◆ **Written problem**
Please write out the following listing word for word, keeping every line as it appears.

[START Given information]

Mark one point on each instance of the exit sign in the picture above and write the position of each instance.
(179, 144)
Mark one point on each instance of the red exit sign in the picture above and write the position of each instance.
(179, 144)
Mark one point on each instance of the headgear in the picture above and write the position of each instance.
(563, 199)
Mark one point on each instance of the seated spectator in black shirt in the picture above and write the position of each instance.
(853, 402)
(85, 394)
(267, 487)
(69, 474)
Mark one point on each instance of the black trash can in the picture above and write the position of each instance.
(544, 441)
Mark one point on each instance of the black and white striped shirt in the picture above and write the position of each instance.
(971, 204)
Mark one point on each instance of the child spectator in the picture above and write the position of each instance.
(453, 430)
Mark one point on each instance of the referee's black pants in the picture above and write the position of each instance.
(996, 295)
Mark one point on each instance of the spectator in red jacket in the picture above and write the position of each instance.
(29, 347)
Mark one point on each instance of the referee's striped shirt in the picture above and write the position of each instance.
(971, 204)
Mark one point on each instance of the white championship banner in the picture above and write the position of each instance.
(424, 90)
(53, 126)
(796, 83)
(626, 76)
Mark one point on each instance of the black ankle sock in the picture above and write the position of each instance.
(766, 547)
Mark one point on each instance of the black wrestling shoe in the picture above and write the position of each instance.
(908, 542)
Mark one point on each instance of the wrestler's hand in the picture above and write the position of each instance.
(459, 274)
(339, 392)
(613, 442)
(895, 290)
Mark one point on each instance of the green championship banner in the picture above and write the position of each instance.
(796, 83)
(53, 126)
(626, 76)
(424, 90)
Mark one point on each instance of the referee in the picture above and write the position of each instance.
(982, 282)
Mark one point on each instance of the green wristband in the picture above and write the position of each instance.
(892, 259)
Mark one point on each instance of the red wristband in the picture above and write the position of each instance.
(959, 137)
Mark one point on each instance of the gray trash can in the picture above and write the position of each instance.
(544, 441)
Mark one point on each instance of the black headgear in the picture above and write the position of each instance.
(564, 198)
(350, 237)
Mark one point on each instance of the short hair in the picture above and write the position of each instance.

[END Given information]

◆ **Written answer**
Mark one point on each instance of the exit sign in the picture above and write the position of each instance.
(179, 144)
Mark one point on each instance of the red exit sign in the picture above and write the position of each instance.
(179, 144)
Mark one point on each instance of the headgear in the picture above and write the position of each instance.
(563, 199)
Mark one point on each instance of the seated spectator in black shirt in the picture above and write the position of each instance.
(853, 402)
(85, 394)
(267, 487)
(69, 474)
Mark one point on each instance of the black trash can in the picture above and write the position of each instance.
(544, 441)
Mark one point on each instance of the black and white striped shirt in the picture above and write the position of each instance.
(971, 204)
Mark one point on each instance of the child spectator in the picture above and write the position of each instance.
(453, 430)
Mark one point on each instance of the referee's black pants in the picture above and write the position of each instance.
(996, 295)
Mark one point on each instance of the spectator in red jacket in the picture above and write the position of each instance.
(29, 347)
Mark one point on each instance of the referee's striped shirt in the picture above and write the position of each instance.
(971, 204)
Mark one point on each instance of the white championship banner in the picture above and write the position of each instance.
(424, 90)
(53, 126)
(796, 83)
(626, 76)
Mark one point on each instance of the black ankle sock in the picture above and write the position of each instance.
(766, 547)
Mark one point on each instance of the black wrestling shoe in the picture above and write the position of each instance.
(908, 542)
Mark one point on each instance of the wrestler's hand in the picture above and write the position of each instance.
(459, 274)
(339, 392)
(613, 442)
(895, 290)
Mark one point on each instance of the green championship banner in the picture above and write the position of each instance.
(796, 83)
(53, 126)
(626, 76)
(424, 90)
Mark one point on each instance of the referee in the picture above and write the position of each instance.
(982, 282)
Mark one point on each instance of the green wristband in the picture above and write the position of each instance.
(892, 259)
Mark one point on each instance of the red wristband in the picture above and write the position of each instance.
(959, 137)
Mark one point on each instance of the gray trash can in the picture above and write the position of each instance.
(544, 441)
Mark one point on each instance of the black headgear in the picture above and write the position of each instance.
(564, 198)
(350, 237)
Mark one point on each instance of the short hair in the picture above and write the position of each instance.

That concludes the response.